ABOUT THIS EXERCISE | In the data below, find the line that contains "Excuse me — can you help locate the silver" and the line that contains "Excuse me — can you help locate the window with". Copy both, plus every line between them, exactly.

THE DATA |
----------------------------------------
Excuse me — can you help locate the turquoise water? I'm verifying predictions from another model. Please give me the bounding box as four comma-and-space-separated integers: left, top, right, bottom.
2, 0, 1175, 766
----------------------------------------
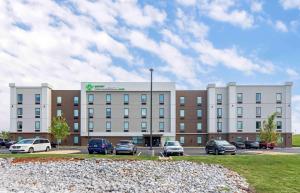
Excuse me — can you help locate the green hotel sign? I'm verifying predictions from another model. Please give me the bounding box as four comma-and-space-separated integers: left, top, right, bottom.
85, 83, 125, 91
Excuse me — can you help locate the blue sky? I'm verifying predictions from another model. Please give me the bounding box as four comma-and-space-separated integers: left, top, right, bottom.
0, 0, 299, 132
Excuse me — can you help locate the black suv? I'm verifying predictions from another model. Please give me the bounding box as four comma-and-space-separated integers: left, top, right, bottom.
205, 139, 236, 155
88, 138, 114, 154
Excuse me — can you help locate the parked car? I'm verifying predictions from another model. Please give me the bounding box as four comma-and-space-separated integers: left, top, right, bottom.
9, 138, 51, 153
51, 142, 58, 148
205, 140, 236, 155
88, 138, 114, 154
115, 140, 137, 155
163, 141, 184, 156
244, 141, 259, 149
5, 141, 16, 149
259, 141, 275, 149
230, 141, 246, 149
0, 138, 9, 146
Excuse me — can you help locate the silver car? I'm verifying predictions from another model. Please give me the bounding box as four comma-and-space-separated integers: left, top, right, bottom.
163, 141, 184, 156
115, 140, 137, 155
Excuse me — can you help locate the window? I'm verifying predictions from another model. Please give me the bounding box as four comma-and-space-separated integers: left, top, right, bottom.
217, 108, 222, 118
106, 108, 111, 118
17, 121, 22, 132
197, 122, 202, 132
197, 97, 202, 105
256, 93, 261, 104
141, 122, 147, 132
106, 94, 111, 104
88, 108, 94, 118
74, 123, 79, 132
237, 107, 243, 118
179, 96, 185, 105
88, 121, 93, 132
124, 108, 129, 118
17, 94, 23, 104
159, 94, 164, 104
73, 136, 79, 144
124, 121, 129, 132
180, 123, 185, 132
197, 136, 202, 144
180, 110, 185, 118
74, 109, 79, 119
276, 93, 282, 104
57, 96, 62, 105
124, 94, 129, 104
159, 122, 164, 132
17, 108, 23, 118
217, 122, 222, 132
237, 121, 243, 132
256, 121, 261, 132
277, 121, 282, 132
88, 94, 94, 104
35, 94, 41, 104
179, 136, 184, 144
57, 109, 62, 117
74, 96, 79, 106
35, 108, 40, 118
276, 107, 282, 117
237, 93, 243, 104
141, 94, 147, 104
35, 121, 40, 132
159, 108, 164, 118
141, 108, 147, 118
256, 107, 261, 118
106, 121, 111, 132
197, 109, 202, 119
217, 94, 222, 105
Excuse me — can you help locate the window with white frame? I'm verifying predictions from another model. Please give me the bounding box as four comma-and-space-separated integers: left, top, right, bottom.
----------------------------------------
ANSWER TO THE PROBLEM |
Excuse me — can you help locate the silver car? I'm verifying predictions from another model. Please give me the bounding box as four comma-and-space-separated integers: left, top, right, bottom.
163, 141, 184, 156
115, 140, 137, 155
Excuse me — can you help locate the window? I'm verifying predictions from another model. Please give me the bounding box as four comma-and-space-separated integers: left, top, right, bottom.
217, 108, 222, 118
106, 108, 111, 118
17, 121, 22, 132
197, 122, 202, 132
197, 97, 202, 105
256, 93, 261, 104
141, 122, 147, 132
106, 94, 111, 104
88, 108, 94, 118
74, 123, 79, 132
237, 107, 243, 118
179, 96, 185, 105
88, 121, 93, 132
124, 108, 129, 118
17, 94, 23, 104
159, 94, 164, 104
73, 136, 79, 144
124, 121, 129, 132
180, 123, 185, 132
197, 136, 202, 144
180, 110, 185, 118
74, 109, 79, 119
276, 93, 282, 104
57, 96, 62, 105
124, 94, 129, 104
159, 122, 164, 132
17, 108, 23, 118
217, 122, 222, 132
237, 121, 243, 132
256, 121, 261, 132
277, 121, 282, 132
88, 94, 94, 104
35, 94, 41, 104
179, 136, 184, 144
57, 109, 62, 117
74, 96, 79, 106
35, 108, 40, 118
276, 107, 282, 117
237, 93, 243, 104
141, 94, 147, 104
35, 121, 40, 132
159, 108, 164, 118
141, 108, 147, 118
256, 107, 261, 118
106, 121, 111, 132
197, 109, 202, 119
217, 94, 222, 105
Excuse me — can you help locate the window with white frame? I'm verifying predictions from another model. Please give me the bounding box as four comma-and-space-separated integers: left, top, right, bottom.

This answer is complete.